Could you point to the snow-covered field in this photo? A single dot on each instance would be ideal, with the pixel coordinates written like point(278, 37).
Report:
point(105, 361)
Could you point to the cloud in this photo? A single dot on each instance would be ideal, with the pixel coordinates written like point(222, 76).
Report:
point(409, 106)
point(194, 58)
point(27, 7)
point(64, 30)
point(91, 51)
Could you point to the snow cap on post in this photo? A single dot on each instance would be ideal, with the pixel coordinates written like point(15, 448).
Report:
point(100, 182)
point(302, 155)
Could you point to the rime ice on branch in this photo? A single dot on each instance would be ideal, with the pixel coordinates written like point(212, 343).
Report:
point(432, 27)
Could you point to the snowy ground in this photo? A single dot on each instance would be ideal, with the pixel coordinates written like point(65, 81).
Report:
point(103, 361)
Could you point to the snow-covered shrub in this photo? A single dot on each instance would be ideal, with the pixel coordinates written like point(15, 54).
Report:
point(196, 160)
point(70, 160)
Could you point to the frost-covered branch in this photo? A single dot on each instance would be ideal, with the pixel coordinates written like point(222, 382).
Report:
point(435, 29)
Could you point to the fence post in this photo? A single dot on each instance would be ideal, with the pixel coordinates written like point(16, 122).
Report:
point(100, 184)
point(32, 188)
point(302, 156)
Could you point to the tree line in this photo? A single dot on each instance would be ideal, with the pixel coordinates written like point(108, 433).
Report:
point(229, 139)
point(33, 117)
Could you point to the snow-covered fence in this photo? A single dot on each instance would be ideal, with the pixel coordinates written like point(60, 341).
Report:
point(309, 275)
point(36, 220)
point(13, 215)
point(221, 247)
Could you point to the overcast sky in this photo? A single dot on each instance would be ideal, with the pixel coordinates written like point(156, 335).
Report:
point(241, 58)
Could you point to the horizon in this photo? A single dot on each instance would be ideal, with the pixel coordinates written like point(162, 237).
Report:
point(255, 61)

◇ ◇ ◇

- Your instructions -
In your answer, reproduce every entry exactly as it was written.

- Written response -
Could you point to the snow-covered field in this photo? A single dot on each instance would be ideal, with the pixel coordinates written like point(278, 37).
Report:
point(105, 361)
Could you point to the cloud in this photo? A single dot on each instance would be ideal, with the pixel coordinates written like point(222, 76).
Report:
point(409, 106)
point(194, 58)
point(27, 7)
point(64, 30)
point(91, 51)
Could you point to the snow cap on post in this photo? A single dot on each instance would be ideal, with the pixel coordinates written like point(15, 448).
Report:
point(100, 182)
point(302, 155)
Could you point to the rime ice on branch in this photo? A single dot on each instance would be ideal, with the pixel coordinates written like point(212, 343).
Report:
point(432, 27)
Could you point to the snowy ground in this photo? A single dot on each instance would be ideal, with the pixel coordinates written like point(65, 81).
Report:
point(103, 361)
Could you point to the snow-covered shrub in this photo? A single dot on each instance would be ideal, with the pixel coordinates written like point(15, 54).
Report:
point(196, 160)
point(70, 160)
Could you point to the frost-covered branch in this photo? A single dot on each instance would be ideal, with the pixel coordinates written like point(222, 382).
Report:
point(435, 29)
Could you point to the fence post in this photo? A single dot on each instance would be ideal, with the pixel coordinates written like point(16, 122).
Report:
point(100, 184)
point(32, 188)
point(302, 156)
Could you point to the tree line in this photo? A single dot on each instance would be ideal, with the pixel coordinates written like point(108, 433).
Report:
point(229, 139)
point(33, 117)
Could you point to the snow-covered fence in this photo? A single dot on each instance would be ideal, with the pixel coordinates written like point(60, 341).
Report:
point(309, 275)
point(36, 220)
point(13, 215)
point(221, 247)
Could you point to the overcast sky in this photo? A single dot on each instance would be ideal, with the pixel coordinates written like point(156, 335).
Report:
point(241, 58)
Could you point to the horizon in this photo? A single dot on each instance would be ideal, with the pixel coordinates written like point(162, 237).
Report:
point(255, 61)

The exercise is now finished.